---------- INPUT ----------

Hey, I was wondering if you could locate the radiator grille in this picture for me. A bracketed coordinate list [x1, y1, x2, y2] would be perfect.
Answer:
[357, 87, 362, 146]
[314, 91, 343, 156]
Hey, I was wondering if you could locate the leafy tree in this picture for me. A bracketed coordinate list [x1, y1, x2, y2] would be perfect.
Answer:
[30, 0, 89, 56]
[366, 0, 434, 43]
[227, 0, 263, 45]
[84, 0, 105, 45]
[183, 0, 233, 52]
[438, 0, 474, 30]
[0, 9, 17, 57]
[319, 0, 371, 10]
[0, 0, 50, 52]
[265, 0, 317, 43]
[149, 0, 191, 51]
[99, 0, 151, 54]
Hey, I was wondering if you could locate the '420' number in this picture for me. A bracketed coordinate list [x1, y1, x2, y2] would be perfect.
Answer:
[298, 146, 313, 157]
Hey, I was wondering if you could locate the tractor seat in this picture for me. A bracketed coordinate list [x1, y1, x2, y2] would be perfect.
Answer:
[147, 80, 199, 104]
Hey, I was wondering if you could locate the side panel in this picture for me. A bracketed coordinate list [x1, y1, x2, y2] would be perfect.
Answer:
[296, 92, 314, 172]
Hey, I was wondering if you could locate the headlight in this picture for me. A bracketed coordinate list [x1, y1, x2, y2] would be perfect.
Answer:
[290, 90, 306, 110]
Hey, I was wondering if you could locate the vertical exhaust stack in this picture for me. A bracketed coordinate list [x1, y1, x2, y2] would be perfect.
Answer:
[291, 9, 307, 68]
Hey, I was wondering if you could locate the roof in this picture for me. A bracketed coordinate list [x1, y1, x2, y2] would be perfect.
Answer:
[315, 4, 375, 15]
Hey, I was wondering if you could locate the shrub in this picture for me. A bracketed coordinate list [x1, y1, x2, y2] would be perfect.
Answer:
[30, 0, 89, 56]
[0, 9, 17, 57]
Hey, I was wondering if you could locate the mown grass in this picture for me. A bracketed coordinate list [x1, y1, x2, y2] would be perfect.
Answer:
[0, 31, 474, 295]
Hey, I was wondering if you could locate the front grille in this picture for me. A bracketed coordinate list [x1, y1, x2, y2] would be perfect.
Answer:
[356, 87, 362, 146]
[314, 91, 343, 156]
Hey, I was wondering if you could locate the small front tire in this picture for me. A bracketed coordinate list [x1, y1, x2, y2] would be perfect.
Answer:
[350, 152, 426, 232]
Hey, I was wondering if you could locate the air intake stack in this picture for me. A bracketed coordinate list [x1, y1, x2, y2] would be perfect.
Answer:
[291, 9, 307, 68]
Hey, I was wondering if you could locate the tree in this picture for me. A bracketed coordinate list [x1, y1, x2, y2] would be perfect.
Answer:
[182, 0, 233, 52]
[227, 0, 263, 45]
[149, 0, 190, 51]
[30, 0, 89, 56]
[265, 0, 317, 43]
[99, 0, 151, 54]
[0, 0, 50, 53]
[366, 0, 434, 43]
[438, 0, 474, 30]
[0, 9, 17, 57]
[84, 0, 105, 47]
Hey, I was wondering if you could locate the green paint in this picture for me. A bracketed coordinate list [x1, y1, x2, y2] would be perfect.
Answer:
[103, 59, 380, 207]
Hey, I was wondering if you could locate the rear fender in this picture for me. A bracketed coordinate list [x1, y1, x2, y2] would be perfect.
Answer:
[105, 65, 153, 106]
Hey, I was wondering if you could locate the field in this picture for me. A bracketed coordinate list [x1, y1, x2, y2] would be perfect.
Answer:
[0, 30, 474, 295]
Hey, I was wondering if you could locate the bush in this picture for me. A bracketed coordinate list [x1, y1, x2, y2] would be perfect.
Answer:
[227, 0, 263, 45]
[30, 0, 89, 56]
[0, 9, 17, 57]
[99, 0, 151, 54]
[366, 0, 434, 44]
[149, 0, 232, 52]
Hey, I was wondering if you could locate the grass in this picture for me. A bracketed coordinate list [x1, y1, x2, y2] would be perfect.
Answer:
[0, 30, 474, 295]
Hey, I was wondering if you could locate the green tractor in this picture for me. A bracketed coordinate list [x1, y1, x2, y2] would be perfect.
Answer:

----------

▶ **PROBLEM STATEMENT**
Count the lines in the records above that contain the word "stack". Reply with the number only.

▶ **RESULT BELOW**
2